ASSIGNMENT -> Filter the records for "above" and keep each line that has it.

INPUT START

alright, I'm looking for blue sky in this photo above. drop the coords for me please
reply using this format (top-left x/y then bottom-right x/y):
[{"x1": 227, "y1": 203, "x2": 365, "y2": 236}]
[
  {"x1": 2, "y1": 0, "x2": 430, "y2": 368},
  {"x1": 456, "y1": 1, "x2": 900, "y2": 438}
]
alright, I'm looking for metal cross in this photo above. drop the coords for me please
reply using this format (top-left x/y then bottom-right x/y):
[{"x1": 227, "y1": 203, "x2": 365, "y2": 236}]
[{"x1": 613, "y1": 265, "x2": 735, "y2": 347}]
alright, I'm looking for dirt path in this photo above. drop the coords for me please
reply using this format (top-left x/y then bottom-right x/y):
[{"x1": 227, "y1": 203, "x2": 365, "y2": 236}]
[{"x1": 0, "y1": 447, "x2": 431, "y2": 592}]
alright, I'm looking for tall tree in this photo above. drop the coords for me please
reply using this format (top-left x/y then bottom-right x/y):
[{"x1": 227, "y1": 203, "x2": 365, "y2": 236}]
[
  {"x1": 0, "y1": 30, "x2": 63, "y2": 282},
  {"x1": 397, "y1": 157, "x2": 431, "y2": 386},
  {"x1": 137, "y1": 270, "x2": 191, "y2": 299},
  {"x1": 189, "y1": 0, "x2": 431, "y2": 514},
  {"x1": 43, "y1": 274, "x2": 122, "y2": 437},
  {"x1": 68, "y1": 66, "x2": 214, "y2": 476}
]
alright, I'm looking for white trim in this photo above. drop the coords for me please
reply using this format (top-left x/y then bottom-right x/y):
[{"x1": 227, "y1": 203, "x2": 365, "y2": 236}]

INPUT END

YOUR RESPONSE ->
alright, I'm looking for blue sky in this photo above. drop the coords for me please
alright, I'm looking for metal cross in this photo above. drop the coords for me please
alright, I'm looking for dirt path in this photo above. drop the coords for me please
alright, I'm looking for tall tree in this photo above. drop the coords for me please
alright, I'm looking for white trim in this photo above. drop the coords for me please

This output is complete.